## What you need to do
1. From the article, copy everything from "At just 23, Oluwabusayo" down to "and unwavering focus." word for word.
2. According to the article, what CGPA did Oluwabusayo Ifonlaja graduate with from Nile University?

## Article
At just 23, Oluwabusayo Ifonlaja stepped onto the stage of the Nigerian Law School’s Call to Bar ceremony and into history. Out of more than 7,000 candidates, he didn’t just excel, he emerged as the Overall Best Graduating Student, winning an astonishing 18 awards, including the prestigious Council of Legal Education Star Prize. But behind the accolades and applause is the story of a young man whose journey was carved out by discipline, faith, and unwavering focus.
Raised in the quiet town of Odogbolu in Ikenne Remo, Ogun State, Oluwabusayo’s journey to greatness began with something as simple as a report card. “I still remember when I came first in Nursery 2,” he recalls with a smile. “My parents were so proud.” It was more than a childhood milestone; it marked the start of a pattern—of excellence, persistence, and being the kind of student who would go on to win ‘Boy of the Year’ at his primary school’s graduation ceremony.
“Education and character were non-negotiable values in my home. My dad didn’t buy me toys. Books were my toys.”
His earliest dreams oscillated from doctor to engineer to even footballer (a dream his father famously discouraged with a cane). But through the shifting ambitions of boyhood, one image stayed constant: the lawyer.
“In our community, lawyers were the voices for the voiceless,” he says. “Their confidence, their presence… I admired that. For me, law became more than a profession. It became a calling.”
That calling led him to Nile University in Abuja, where he graduated with a perfect CGPA of 5.0. From there, the next natural step was the Nigerian Law School, Lagos Campus—a place many describe as a crucible for future legal minds.
“It’s not just intense; it’s transformative,” Oluwabusayo says. “The first four weeks were pure chaos. Everything moves fast. If you don’t adjust quickly, you drown.” And adjust he did. His routine became militant in structure. Wake up. Read before class. Arrive hours early. Attend class. Join group discussions. Study at the library. Return to his room by 7:15 p.m., and study until midnight. “Weekends weren’t for resting either. They were for mastering the gaps.”

(Stored data entries)
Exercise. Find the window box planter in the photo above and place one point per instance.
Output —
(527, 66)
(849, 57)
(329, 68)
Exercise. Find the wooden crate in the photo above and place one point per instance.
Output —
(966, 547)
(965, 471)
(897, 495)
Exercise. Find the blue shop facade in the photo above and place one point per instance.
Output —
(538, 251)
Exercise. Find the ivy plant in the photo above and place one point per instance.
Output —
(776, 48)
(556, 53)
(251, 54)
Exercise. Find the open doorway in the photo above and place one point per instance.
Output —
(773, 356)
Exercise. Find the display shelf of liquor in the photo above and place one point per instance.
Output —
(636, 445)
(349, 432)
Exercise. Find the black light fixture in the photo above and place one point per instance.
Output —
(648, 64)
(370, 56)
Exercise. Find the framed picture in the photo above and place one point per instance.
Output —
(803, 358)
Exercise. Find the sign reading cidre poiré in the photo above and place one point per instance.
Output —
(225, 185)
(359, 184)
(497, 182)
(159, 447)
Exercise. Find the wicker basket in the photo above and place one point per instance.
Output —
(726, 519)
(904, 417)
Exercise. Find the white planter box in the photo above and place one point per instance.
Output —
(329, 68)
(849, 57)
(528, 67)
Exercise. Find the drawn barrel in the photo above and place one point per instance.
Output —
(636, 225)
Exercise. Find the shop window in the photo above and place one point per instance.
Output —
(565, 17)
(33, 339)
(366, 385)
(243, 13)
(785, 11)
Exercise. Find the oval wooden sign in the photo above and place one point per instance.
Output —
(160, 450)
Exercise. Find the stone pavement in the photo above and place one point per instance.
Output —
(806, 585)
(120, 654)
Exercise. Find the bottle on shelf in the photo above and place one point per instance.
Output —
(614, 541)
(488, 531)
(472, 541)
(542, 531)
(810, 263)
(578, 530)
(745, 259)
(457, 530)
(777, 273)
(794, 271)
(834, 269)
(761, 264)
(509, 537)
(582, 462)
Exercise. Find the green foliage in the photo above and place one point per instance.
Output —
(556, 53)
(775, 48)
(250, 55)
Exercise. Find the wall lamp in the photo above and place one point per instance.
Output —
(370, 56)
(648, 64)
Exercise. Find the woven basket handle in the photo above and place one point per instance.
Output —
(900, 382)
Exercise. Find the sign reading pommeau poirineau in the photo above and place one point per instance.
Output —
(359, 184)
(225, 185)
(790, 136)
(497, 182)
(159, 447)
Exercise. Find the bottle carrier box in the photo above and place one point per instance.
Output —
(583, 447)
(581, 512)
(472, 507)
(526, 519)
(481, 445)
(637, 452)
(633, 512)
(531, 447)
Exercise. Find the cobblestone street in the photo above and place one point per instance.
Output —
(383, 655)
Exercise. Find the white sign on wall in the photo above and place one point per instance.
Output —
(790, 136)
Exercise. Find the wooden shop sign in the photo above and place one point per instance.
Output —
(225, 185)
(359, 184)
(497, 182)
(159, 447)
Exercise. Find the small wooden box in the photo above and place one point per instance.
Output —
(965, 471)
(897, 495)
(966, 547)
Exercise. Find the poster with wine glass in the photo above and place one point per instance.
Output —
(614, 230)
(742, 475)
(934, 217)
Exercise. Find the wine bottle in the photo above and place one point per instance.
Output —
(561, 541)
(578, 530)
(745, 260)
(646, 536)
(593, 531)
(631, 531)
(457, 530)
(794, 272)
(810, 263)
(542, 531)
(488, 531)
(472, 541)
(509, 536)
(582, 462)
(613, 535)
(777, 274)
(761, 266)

## Solutions
1.
At just 23, Oluwabusayo Ifonlaja stepped onto the stage of the Nigerian Law School’s Call to Bar ceremony and into history. Out of more than 7,000 candidates, he didn’t just excel, he emerged as the Overall Best Graduating Student, winning an astonishing 18 awards, including the prestigious Council of Legal Education Star Prize. But behind the accolades and applause is the story of a young man whose journey was carved out by discipline, faith, and unwavering focus.

2. A perfect 5.0